INSTRUCTION » Please count the lines in the listing below that contain the string "small". Reply with the number alone.

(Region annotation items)
________________________
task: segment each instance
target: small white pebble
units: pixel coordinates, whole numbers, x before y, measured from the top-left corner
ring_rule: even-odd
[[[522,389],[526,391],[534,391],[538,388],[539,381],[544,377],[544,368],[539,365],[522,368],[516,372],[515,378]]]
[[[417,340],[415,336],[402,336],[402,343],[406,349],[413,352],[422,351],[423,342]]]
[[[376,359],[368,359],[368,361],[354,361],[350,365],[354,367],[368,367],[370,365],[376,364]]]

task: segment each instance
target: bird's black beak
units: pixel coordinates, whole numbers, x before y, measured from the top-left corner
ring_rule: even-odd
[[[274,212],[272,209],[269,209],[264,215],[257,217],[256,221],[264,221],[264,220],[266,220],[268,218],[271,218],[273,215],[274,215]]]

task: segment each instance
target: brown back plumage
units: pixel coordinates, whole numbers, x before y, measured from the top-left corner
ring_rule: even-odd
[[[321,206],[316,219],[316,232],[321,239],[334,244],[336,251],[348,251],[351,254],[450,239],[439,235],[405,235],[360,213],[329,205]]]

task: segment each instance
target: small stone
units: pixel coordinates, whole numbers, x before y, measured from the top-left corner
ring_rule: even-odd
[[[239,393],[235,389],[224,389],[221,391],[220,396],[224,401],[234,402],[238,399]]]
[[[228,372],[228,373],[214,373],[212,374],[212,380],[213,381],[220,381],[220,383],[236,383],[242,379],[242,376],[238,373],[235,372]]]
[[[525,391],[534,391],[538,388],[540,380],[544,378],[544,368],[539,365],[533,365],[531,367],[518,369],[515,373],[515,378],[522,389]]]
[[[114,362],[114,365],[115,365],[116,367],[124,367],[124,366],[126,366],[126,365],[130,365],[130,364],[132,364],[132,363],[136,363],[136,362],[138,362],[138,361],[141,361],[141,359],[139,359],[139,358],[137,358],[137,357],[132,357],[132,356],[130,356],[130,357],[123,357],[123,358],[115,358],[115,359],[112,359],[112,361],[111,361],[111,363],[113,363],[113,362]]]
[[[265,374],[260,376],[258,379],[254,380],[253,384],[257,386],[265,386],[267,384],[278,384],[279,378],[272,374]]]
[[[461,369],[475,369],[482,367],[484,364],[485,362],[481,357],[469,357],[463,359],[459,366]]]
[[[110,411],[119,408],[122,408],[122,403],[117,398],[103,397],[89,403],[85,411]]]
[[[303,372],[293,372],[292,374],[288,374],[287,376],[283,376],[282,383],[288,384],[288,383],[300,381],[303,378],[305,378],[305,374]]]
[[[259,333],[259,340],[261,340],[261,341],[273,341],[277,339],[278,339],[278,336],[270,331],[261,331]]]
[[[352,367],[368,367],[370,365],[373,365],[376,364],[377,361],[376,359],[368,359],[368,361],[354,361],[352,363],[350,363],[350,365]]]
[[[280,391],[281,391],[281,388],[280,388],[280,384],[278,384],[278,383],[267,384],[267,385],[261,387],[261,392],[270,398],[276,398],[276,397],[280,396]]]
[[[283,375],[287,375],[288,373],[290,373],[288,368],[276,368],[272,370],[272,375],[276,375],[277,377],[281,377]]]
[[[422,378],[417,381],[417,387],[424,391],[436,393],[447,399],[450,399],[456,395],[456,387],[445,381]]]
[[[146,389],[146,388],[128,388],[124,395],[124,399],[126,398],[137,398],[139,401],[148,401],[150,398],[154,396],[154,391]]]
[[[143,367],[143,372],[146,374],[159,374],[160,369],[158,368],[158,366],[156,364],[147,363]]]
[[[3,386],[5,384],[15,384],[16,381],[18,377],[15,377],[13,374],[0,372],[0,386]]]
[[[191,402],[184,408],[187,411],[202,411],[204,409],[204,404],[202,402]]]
________________________
CORRECT RESPONSE » 2